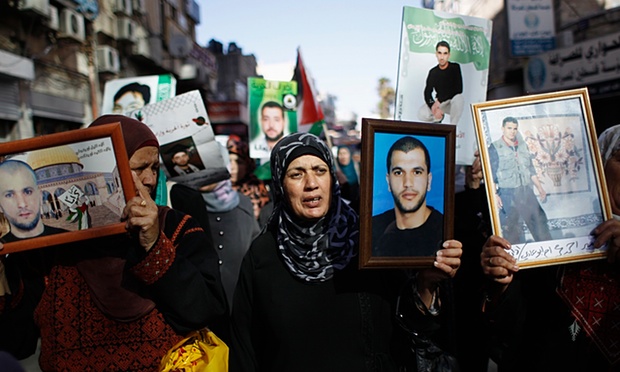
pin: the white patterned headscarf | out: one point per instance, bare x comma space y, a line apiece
609, 143
311, 251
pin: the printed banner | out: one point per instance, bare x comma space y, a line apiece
531, 26
190, 154
129, 94
272, 109
437, 83
587, 63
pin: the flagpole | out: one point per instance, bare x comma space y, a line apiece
327, 137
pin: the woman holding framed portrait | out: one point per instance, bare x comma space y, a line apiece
559, 318
301, 303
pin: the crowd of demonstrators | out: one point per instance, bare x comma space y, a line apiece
242, 175
272, 268
531, 315
118, 302
301, 302
349, 171
230, 221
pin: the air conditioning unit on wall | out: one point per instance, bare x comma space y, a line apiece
107, 59
126, 29
53, 22
71, 25
123, 7
139, 6
41, 7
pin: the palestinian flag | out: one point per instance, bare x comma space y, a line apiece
310, 117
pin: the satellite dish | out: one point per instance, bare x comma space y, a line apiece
180, 46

========================

• Prompt
Your answer must be an exact copy of the records, minus any pictures.

• Task result
pin: the white patterned headscarf | out: one point per instance, bare x comma space y, a line apiece
609, 143
311, 251
pin: the printed banner | out: one point per instance, bare x comma space y, a line apiece
531, 26
190, 154
129, 94
272, 109
437, 83
587, 63
pin: the flagpole | out: one point per instance, bare x comma space y, a line apiece
327, 137
pin: the woman holding framed portrait | out: one point per instance, bare x comma space y, a line apiece
559, 318
301, 303
pin: the crowd of demonstrators | out: one point per instance, bare x comma space y, a line apiece
242, 175
272, 268
531, 315
118, 302
301, 302
349, 171
230, 221
pin: the air conditioning unit on wall | out: one point per instance, bare x comma space y, a line apiece
107, 59
126, 29
53, 22
71, 25
123, 7
139, 6
41, 7
pin: the palestinian flag | out: one point per instance, bare x comma space y, a line apiece
310, 117
pin: the satellite dish | out: one point per instance, bare x comma space y, a line apiece
180, 46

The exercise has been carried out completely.